**Text block**
+--

But definitions, and deciding what is the proper status of emotion, are not a requirement for scientific progress. In fact, definitions can even hinder growth if the conceptual boundaries prove to be stifling. For example, had physicists decided that it was imperative to establish if light functions as a particle or a wave, it would have been almost certainly detrimental to progress; for one, the wave-particle duality is at the core of the foundation of quantum mechanics. Consider another example, again from physics. According to the so-called Standard Model of particle physics, three forces explain phenomena at the scale of “small objects.” The model does not include gravitation, which obviously matters for large objects. Whereas particle physics and gravitation could be considered separate areas of research, the goal to integrate all four fundamental forces in more complete models has constituted an active field of investigation. And, in this pursuit, physicists are not shunned because particle physics (for the sake of comparison, consider emotion) is different or separate from gravitation (consider cognition).

A specific goal of mind-brain research is to arrive at a scientifically useful theory of emotions. However, a broader goal, which I suggest is more important, is to develop a science “to explain the complex behaviors of people and animals” (Adolphs & Andler, 2018). My claim in the present paper is that complex behaviours do not obey the boundaries of research areas - such as perception, cognition, action, emotion, and motivation - in any useful way.

For most mammals, and indeed many vertebrates, complex behaviours are common, and considerably more frequent and sophisticated than realised even fairly recently (for example, Clayton & Emery, 2015; Rischawy, Blum, & Schuster, 2015) - their world is not the constrained setting of laboratory experiments. The question that needs to be considered then is as follows: For “interesting behaviors” that we care about (see the last section), is most of the explaining needed to be done at the level of isolated systems (perception, cognition, etc.) or at the level of interactions (see the next section) between them? To help in the discussion, consider the view articulated by Adolphs and Andler (2018) expressing their interest in a level of behavioural complexity situated between reflexes and volitional behaviour, which they call the level of “semi-flexibility,” and according to them the rightful place of emotion.

+--

**Challenge**
Retype the emotion research text word for word, starting at the words "A specific goal" and stopping after the words "any useful way.".

+--

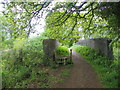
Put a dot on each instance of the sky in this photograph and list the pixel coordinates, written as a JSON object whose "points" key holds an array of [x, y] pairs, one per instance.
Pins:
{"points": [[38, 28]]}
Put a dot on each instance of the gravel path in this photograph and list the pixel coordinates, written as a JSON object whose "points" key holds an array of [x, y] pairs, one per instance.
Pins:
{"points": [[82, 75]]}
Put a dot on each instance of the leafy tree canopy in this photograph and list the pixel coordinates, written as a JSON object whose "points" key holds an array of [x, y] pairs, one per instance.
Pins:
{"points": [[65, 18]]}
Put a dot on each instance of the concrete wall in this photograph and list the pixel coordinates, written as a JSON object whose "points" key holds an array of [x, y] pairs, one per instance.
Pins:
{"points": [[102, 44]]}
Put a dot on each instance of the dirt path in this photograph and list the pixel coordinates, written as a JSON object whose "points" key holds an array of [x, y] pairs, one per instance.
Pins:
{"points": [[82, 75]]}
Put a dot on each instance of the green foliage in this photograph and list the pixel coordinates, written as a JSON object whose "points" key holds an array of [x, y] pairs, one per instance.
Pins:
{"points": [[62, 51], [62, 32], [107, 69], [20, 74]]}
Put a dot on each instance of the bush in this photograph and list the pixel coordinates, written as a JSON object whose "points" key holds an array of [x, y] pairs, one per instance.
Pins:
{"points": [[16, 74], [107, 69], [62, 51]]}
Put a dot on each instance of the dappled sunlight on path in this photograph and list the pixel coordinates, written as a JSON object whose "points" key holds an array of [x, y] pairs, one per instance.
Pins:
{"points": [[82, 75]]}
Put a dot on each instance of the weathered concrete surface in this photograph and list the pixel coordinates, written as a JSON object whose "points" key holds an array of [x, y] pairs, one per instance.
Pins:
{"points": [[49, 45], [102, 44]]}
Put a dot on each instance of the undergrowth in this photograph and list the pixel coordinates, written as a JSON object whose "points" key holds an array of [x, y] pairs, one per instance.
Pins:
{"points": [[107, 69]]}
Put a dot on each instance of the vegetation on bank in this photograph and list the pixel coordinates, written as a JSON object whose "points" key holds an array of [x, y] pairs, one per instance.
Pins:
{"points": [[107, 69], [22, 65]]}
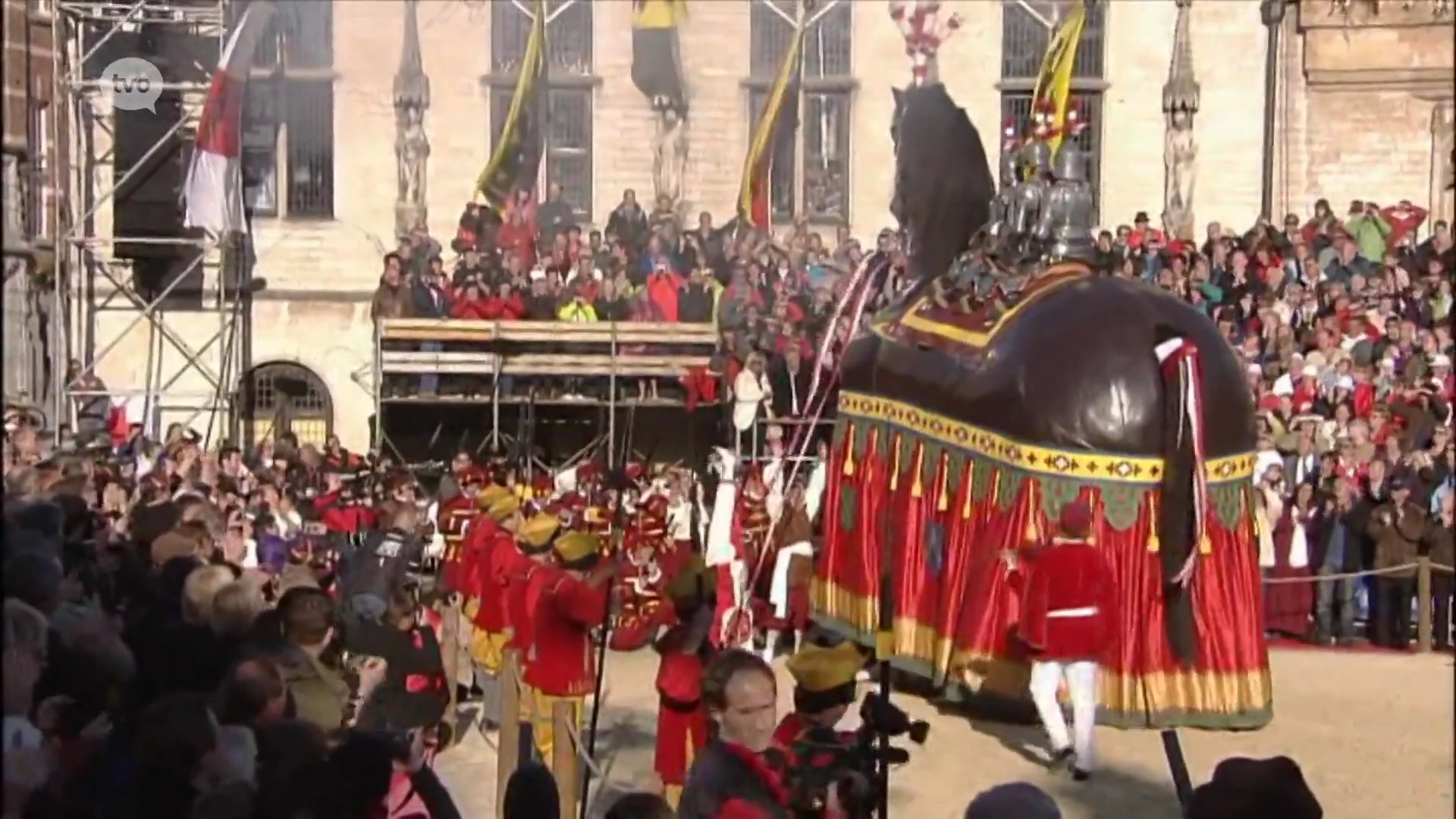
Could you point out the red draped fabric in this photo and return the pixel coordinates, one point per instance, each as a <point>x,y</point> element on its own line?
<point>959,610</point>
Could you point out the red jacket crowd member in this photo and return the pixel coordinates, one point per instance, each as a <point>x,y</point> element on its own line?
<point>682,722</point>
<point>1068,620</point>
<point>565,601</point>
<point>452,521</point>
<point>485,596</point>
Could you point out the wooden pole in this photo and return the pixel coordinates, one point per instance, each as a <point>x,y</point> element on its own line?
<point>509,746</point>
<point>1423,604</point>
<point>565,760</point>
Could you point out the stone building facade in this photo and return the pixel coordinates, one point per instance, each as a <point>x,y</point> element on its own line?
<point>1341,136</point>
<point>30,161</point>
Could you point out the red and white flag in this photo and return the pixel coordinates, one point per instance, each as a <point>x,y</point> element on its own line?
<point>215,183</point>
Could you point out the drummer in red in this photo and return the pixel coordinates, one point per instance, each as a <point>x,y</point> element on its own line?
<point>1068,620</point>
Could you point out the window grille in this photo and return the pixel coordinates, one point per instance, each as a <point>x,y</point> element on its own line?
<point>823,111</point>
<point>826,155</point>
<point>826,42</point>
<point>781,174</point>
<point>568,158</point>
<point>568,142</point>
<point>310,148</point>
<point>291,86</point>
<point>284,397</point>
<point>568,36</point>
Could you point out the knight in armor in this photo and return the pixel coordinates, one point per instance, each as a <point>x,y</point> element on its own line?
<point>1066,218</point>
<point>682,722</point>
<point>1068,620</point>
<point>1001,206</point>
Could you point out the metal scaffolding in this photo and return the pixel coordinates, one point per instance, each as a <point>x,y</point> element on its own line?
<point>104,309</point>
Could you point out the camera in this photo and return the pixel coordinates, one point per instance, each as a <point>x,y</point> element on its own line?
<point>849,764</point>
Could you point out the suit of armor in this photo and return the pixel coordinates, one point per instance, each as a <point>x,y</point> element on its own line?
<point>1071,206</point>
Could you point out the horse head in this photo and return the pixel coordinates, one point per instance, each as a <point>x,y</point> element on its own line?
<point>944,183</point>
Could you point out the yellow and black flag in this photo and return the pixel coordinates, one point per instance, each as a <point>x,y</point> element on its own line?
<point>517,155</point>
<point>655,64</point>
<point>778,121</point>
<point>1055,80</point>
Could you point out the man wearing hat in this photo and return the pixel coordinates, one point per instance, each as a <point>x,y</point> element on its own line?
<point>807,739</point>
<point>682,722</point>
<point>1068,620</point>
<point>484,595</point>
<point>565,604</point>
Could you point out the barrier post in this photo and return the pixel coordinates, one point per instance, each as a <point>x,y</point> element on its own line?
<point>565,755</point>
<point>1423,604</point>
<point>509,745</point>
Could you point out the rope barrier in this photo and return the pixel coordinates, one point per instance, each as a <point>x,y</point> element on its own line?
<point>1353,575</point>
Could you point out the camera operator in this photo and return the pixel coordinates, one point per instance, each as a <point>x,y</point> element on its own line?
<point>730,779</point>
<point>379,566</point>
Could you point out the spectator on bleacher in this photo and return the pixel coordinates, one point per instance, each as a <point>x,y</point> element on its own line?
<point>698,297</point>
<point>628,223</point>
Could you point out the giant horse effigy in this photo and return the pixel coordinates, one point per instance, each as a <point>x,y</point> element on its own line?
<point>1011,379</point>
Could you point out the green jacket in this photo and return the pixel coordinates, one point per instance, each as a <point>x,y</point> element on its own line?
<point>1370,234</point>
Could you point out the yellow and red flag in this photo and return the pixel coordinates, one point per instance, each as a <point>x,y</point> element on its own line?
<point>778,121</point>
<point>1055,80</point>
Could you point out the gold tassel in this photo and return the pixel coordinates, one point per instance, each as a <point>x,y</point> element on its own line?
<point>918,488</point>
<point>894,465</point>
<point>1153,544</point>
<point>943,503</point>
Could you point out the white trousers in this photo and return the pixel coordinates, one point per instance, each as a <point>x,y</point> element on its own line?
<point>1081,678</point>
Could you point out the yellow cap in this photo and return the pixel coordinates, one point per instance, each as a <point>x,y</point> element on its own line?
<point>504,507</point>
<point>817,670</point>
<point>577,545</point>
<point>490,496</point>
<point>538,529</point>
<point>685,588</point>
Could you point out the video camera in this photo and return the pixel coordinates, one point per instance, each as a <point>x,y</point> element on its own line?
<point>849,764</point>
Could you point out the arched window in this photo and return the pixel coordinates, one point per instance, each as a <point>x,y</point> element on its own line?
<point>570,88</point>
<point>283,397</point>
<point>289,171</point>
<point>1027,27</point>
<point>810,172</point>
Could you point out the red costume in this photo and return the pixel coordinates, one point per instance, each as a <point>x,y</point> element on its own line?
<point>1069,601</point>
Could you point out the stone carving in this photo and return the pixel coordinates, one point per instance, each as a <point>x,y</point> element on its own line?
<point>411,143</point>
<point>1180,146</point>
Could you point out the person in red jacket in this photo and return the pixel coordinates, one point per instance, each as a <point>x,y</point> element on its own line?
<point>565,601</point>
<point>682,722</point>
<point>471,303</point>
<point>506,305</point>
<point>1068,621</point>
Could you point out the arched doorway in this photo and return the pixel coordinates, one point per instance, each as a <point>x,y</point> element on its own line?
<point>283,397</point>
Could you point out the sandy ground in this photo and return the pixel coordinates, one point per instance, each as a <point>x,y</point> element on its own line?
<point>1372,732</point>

+--

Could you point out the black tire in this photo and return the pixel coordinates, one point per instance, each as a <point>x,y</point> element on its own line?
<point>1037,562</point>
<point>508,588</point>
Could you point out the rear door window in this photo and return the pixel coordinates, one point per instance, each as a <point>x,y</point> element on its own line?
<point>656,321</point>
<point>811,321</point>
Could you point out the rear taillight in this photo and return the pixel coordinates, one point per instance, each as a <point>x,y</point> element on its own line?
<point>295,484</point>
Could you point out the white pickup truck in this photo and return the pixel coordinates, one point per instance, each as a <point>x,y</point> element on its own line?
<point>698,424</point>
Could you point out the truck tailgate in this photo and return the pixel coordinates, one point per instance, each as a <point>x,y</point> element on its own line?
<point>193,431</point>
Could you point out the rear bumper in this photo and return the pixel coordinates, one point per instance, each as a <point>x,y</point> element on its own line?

+--

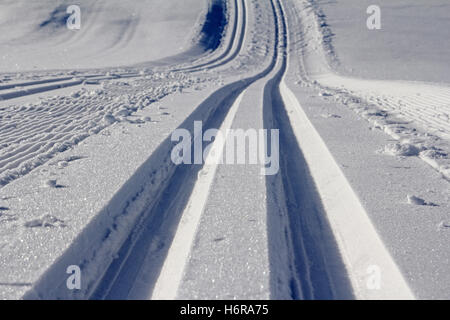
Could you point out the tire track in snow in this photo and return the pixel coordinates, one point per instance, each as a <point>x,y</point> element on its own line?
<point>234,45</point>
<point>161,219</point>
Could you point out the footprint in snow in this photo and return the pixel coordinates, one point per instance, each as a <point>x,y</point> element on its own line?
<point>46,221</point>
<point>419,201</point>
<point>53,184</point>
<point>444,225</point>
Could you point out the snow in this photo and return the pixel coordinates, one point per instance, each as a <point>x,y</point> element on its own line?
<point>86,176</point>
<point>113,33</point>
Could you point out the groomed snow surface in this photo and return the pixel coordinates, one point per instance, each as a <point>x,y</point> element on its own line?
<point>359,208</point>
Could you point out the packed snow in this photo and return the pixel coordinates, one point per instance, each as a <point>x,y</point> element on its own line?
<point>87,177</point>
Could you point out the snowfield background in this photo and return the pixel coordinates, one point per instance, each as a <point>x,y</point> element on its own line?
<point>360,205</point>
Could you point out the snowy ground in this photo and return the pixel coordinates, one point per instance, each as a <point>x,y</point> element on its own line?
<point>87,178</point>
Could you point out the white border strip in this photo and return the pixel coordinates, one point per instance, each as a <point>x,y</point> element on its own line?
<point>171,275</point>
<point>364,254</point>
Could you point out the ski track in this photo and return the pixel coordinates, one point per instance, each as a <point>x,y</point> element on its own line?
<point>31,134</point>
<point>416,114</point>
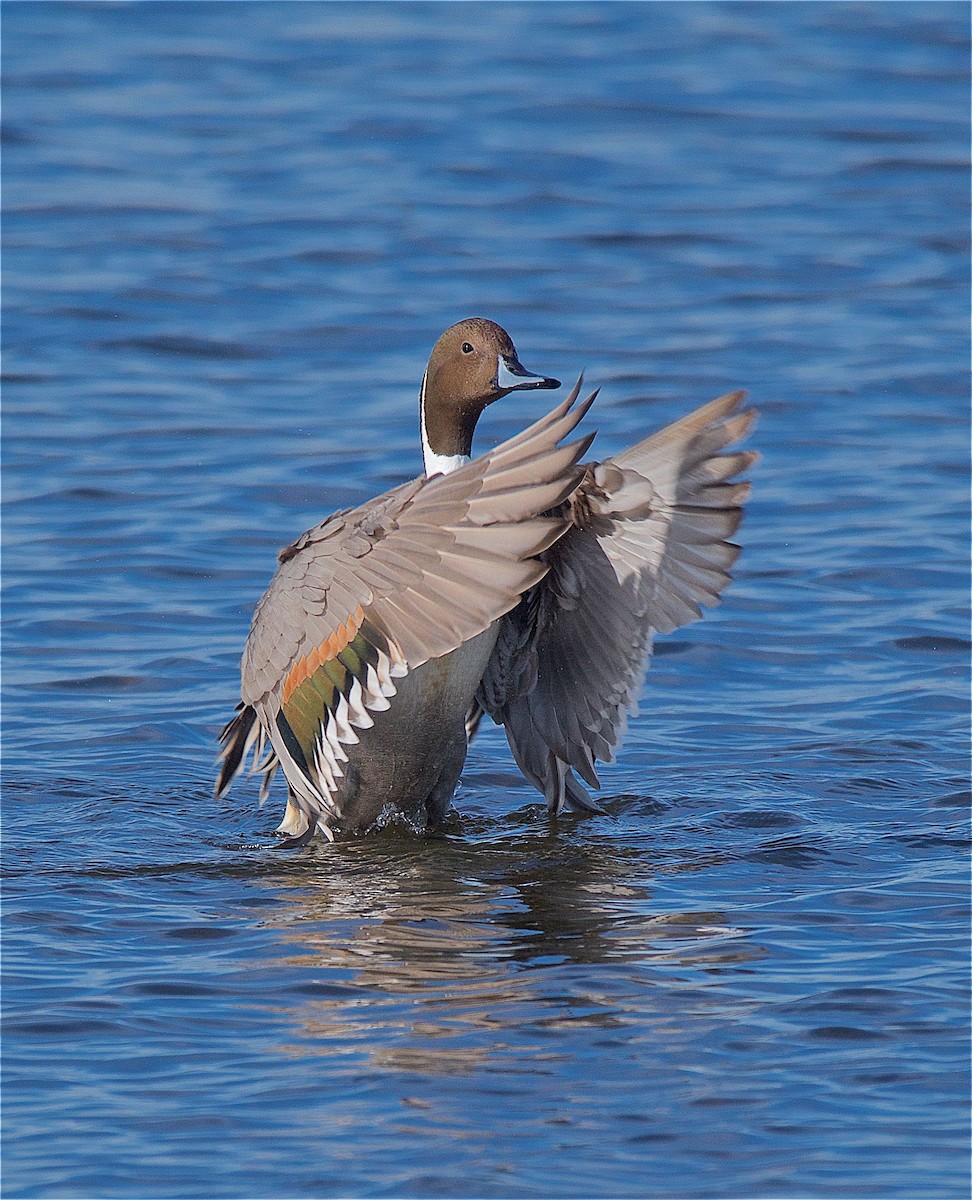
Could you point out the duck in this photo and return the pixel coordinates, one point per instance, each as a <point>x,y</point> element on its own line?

+--

**The completed task**
A specific goal of mind-brain research is to arrive at a scientifically useful theory of emotions. However, a broader goal, which I suggest is more important, is to develop a science “to explain the complex behaviors of people and animals” (Adolphs & Andler, 2018). My claim in the present paper is that complex behaviours do not obey the boundaries of research areas - such as perception, cognition, action, emotion, and motivation - in any useful way.